PASSAGE:
========================================
- Culture
- 14 Aug 17
Oscar-winner CHARLIZE THERON had to learn how to physically fight for her starring role as a deadly MI6 agent in ultra-violent new spy thriller, Atomic Blonde. She reflects on the fall of the Berlin Wall, female empowerment, filming a lesbian sex scene, and her love of Depeche Mode.
Sitting beautifully poised at a table in the salubrious upstairs bar of Berlin’s Soho House, South African-born actress Charlize Theron is recalling the one time in her life that she actually threw a physical punch at someone.
“I’ve only had one fight in my life,” she admits, cringing at the memory. “I can’t even call it a fight. It wasn’t really a fight. I, very clumsily, when I was young, I got into an altercation with a girl at a bar and, before I knew it, I threw a punch.”
========================================
ACTIONS TO TAKE:
a - Write out, word for word, the part of the interview running from "Sitting beautifully poised" to "punch at someone.".
b - Answer these questions using the interview:
(i) What kind of character does Charlize Theron play in Atomic Blonde?
(ii) In what venue is she sitting while she speaks?
(iii) Where did the one altercation she recalls take place, and with whom?

Stored data entries
========================================
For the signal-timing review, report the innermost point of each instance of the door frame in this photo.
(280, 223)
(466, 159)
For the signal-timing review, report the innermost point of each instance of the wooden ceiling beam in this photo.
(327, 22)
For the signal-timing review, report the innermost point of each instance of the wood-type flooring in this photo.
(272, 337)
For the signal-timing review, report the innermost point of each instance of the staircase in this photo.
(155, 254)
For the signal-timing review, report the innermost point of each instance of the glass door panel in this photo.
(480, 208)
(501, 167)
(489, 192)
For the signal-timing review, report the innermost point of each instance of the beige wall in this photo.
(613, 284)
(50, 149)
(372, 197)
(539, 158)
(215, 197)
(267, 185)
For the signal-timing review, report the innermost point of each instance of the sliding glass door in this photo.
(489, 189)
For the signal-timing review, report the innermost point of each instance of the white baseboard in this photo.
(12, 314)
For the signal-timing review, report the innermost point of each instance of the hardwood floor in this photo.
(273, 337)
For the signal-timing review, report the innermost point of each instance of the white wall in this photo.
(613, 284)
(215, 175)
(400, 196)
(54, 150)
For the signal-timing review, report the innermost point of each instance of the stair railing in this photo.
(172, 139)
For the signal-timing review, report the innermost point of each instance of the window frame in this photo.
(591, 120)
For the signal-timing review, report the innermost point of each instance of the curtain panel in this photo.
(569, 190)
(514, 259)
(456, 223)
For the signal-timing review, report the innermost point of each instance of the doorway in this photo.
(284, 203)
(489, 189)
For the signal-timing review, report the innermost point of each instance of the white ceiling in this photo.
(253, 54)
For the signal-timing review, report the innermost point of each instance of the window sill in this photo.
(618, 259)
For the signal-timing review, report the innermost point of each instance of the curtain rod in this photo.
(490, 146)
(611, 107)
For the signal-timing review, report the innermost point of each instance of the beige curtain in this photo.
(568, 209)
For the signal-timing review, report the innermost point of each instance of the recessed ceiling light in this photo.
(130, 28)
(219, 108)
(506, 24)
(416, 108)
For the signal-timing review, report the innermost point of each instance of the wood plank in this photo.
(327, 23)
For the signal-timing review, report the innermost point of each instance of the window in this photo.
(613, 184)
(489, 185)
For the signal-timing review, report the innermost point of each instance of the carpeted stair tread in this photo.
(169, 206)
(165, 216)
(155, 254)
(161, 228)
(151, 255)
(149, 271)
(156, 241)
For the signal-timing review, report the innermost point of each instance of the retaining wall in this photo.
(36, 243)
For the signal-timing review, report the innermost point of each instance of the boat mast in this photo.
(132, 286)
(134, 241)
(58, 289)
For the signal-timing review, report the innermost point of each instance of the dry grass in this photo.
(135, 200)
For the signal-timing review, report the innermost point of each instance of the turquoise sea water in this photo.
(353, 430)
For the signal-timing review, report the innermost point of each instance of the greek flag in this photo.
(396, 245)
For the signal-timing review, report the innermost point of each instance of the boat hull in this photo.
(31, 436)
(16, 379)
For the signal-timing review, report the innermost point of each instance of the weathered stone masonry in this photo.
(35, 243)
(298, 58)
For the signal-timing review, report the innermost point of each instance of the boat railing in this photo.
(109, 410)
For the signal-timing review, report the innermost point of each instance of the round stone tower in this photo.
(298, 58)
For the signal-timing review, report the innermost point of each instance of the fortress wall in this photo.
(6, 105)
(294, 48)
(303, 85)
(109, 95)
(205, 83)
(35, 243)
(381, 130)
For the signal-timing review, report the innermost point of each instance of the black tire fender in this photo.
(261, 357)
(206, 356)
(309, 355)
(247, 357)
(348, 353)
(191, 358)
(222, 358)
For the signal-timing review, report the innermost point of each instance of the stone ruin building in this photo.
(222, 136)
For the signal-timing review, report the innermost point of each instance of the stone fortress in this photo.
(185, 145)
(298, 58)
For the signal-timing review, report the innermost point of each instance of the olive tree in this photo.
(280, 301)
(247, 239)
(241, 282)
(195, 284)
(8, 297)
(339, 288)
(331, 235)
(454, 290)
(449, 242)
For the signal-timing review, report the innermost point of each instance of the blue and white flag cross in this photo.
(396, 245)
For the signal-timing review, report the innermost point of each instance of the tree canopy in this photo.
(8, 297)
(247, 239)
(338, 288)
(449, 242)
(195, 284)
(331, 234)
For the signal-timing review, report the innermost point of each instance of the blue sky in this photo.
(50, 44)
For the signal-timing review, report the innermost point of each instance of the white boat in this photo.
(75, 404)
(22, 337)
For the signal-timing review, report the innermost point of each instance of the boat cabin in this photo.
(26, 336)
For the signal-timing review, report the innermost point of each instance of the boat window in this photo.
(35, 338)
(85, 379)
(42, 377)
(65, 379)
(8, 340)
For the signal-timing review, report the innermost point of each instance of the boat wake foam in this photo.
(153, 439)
========================================
SOLUTIONS TO THE PROBLEMS:
a -
Sitting beautifully poised at a table in the salubrious upstairs bar of Berlin’s Soho House, South African-born actress Charlize Theron is recalling the one time in her life that she actually threw a physical punch at someone.

b -
(i) A deadly MI6 agent.
(ii) The upstairs bar of Berlin's Soho House.
(iii) At a bar, with a girl, when she was young.